** Start of Records for the exercise **

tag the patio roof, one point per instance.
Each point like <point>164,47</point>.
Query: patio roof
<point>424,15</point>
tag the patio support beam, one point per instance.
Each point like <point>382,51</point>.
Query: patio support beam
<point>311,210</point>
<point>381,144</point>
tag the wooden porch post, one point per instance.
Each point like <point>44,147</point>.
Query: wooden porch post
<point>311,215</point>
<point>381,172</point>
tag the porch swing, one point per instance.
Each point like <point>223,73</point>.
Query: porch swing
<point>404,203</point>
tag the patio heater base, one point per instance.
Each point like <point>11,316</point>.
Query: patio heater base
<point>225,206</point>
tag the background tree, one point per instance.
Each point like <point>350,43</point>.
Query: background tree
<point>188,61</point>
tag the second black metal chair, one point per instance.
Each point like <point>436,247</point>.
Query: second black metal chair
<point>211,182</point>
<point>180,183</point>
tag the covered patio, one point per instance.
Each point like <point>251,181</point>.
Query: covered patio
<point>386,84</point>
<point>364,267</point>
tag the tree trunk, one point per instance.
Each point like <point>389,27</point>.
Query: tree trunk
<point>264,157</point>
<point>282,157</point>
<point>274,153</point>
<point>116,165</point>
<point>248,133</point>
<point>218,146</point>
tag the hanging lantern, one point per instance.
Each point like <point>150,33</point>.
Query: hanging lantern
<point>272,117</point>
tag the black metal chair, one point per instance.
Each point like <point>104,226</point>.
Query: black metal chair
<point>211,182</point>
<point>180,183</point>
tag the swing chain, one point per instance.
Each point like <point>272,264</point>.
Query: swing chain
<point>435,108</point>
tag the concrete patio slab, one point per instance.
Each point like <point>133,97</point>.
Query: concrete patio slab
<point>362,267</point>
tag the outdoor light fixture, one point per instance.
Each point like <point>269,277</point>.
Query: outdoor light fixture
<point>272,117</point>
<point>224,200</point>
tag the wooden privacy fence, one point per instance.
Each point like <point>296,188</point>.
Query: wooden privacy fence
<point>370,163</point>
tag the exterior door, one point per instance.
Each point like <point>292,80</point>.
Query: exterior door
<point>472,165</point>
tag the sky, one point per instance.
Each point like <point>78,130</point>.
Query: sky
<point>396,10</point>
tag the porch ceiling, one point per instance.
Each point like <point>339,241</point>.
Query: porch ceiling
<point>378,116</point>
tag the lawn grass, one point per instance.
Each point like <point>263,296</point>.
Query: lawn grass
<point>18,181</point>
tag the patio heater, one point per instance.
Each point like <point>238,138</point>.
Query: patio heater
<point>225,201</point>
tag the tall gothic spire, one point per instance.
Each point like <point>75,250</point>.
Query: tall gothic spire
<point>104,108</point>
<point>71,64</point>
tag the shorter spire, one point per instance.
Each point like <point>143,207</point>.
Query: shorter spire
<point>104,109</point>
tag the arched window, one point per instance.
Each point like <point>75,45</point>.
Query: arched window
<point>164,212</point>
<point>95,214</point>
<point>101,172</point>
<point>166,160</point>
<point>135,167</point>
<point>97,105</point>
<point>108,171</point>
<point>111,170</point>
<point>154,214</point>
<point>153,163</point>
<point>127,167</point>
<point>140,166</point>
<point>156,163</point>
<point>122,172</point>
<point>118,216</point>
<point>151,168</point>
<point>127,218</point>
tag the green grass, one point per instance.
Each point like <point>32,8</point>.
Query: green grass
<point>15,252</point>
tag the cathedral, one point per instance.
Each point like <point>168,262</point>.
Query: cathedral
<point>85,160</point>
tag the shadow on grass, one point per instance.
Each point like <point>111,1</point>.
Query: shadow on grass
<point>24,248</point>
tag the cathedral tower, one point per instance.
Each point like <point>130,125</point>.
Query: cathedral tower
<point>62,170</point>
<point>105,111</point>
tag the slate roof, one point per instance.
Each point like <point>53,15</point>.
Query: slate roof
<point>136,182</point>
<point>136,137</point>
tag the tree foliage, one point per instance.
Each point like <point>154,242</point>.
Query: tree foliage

** End of Records for the exercise **

Task brief –
Return the listing above in full, character for character.

Correct response –
tag the patio roof, one point per instance.
Each point like <point>164,47</point>.
Query: patio roof
<point>424,15</point>
tag the patio support beam, one point per instance.
Each point like <point>382,51</point>.
Query: patio support beam
<point>311,210</point>
<point>381,144</point>
tag the wooden porch post, one point per instance.
Each point like <point>44,147</point>.
Query: wooden porch post
<point>311,215</point>
<point>381,172</point>
tag the porch swing, one point per instance.
Each point like <point>223,73</point>.
Query: porch swing
<point>404,203</point>
tag the patio heater base, one point per instance.
Each point like <point>11,316</point>.
Query: patio heater base
<point>225,206</point>
tag the background tree, one point per instance.
Each point like <point>350,43</point>.
Query: background tree
<point>188,61</point>
tag the second black metal chair, one point per instance.
Each point like <point>436,247</point>.
Query: second black metal chair
<point>211,182</point>
<point>180,183</point>
tag the covered patio, one point per instance.
Each point like <point>251,181</point>.
Query: covered patio
<point>386,84</point>
<point>364,267</point>
tag the tree trunk, one point per instance.
Each point like <point>389,27</point>.
Query: tree trunk
<point>264,157</point>
<point>282,157</point>
<point>274,153</point>
<point>116,165</point>
<point>248,133</point>
<point>218,146</point>
tag the hanging lantern, one point per instance.
Each point like <point>150,33</point>.
Query: hanging lantern
<point>272,117</point>
tag the black metal chair, one point per instance.
Each point like <point>104,226</point>.
Query: black metal chair
<point>211,182</point>
<point>180,183</point>
tag the swing chain, one point per instance.
Each point like <point>272,264</point>.
Query: swing chain
<point>435,108</point>
tag the concrete patio slab, one point per instance.
Each point like <point>133,97</point>.
Query: concrete patio slab
<point>362,267</point>
tag the outdoor light fixture, one point per instance.
Each point like <point>269,277</point>.
Query: outdoor light fixture
<point>272,117</point>
<point>224,200</point>
tag the wooden privacy fence, one point per instance.
Each point like <point>296,188</point>.
Query: wooden privacy fence
<point>370,163</point>
tag the exterior door, one point per instance.
Each point like <point>292,80</point>.
Query: exterior door
<point>472,165</point>
tag the sky, one point per instance.
Each point like <point>78,130</point>.
Query: sky
<point>396,10</point>
tag the porch ceiling, one point per instance.
Each point like <point>339,241</point>.
Query: porch ceiling
<point>378,116</point>
tag the lawn grass, one point per instance.
Each point like <point>263,296</point>.
Query: lawn grass
<point>18,181</point>
tag the patio heater, one point per instance.
Each point like <point>238,138</point>.
Query: patio heater
<point>225,201</point>
tag the tall gothic spire, one point per instance.
Each point like <point>75,250</point>.
Query: tall gothic spire
<point>104,108</point>
<point>71,64</point>
tag the shorter spire, one point per instance.
Each point like <point>143,207</point>.
Query: shorter spire
<point>104,109</point>
tag the arched window, one point per instance.
Each point like <point>75,45</point>.
Query: arched window
<point>164,212</point>
<point>95,214</point>
<point>101,172</point>
<point>166,160</point>
<point>135,167</point>
<point>97,105</point>
<point>108,171</point>
<point>111,170</point>
<point>154,214</point>
<point>153,163</point>
<point>127,167</point>
<point>140,166</point>
<point>156,163</point>
<point>122,172</point>
<point>118,216</point>
<point>151,168</point>
<point>127,218</point>
tag the green grass, one point per instance.
Each point like <point>32,8</point>.
Query: green grass
<point>15,252</point>
tag the cathedral, one point per instance.
Each point like <point>168,262</point>.
Query: cathedral
<point>85,160</point>
tag the shadow on grass, one point per instance.
Each point like <point>111,1</point>.
Query: shadow on grass
<point>24,248</point>
tag the cathedral tower, one point per instance.
Each point like <point>130,125</point>.
Query: cathedral tower
<point>62,170</point>
<point>105,111</point>
tag the slate roof, one point per instance.
Each point like <point>53,15</point>.
Query: slate roof
<point>136,182</point>
<point>136,137</point>
tag the tree foliage, one point per instance.
Each point like <point>154,242</point>.
Query: tree foliage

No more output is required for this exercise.